> **PASSAGE**:
↓

In the event that an appeal is successful for a birth parent, he or she does not automatically get a different verdict in the case. Rather, a new trial is ordered. This second trial may or may not come to a different conclusion and decision than the first.
Other Terms, Trials, and Hearings
Prima facie trial / “prima facie”
This trial is conducted when a parent has not been involved. Often, this will involve a putative father (a man whose legal relationship to a child has not been established). Basically, DCF presents one or two witnesses to the court, reports on the parent’s lack of involvement and their efforts to engage the parent. The Court then terminates the parent’s rights (or cuts off the opportunity for them to establish rights in the case of a putative father) after the very brief presentation. After that, the attorney for that parent will no longer be a part of the case.
Third-party custody hearing
This is a hearing to determine if the Court will award custody to a particular person. Often, this person has sought to be a foster placement through DCF and DCF has refused. Third-party custody may be sought when a potential foster parent, such as a relative, has been refused by DCF as a kinship foster placement (for reasons ranging from the serious to the trivial). What the third party then does is ask the court to place the child directly with the third party, rather than through DCF as a foster placement. The court has more leeway to place a child with a third party despite that person not meeting DCF guidelines (e.g., a criminal record in the distant past, not enough space in their home, etc.). Third-party custody will typically be addressed in a hearing apart from a trial, though it is possible for the issues to be merged.

↑

> **DATASET EXTRACT**:
↓

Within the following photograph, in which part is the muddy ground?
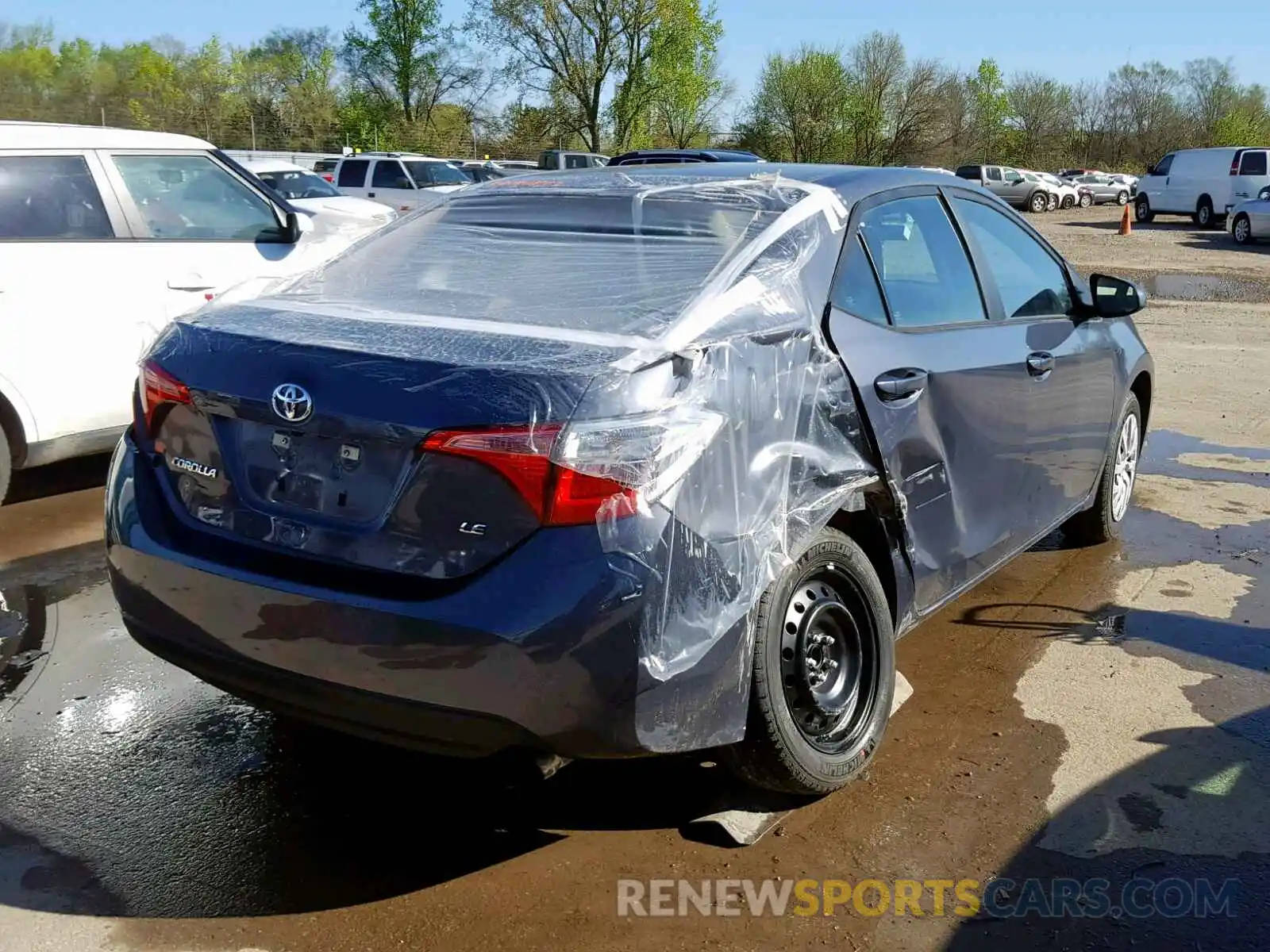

↑

> **WORK INSTRUCTIONS**:
**a)** Answer these questions from the custody passage:
(i) What is ordered when a birth parent's appeal succeeds?
(ii) How does the passage define a putative father?
(iii) How many witnesses does DCF present in a prima facie trial?
**b)** Please set down the part of the custody passage starting with "In the event" and going on through "than the first.".
The data after the passage is separate material.

> **FINAL RESULTS**:
**a)**
(i) A new trial.
(ii) A man whose legal relationship to a child has not been established.
(iii) One or two.

**b)**
In the event that an appeal is successful for a birth parent, he or she does not automatically get a different verdict in the case. Rather, a new trial is ordered. This second trial may or may not come to a different conclusion and decision than the first.